Stated problem » Copy every row below word for word.

Data for processing »
************

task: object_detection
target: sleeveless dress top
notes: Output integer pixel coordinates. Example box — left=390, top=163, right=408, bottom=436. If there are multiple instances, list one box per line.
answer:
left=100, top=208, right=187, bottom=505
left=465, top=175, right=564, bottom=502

************

Problem solution »
task: object_detection
target: sleeveless dress top
notes: Output integer pixel coordinates. Example box — left=390, top=163, right=408, bottom=436. If there are multiple instances, list one box per line.
answer:
left=100, top=208, right=187, bottom=505
left=465, top=175, right=564, bottom=502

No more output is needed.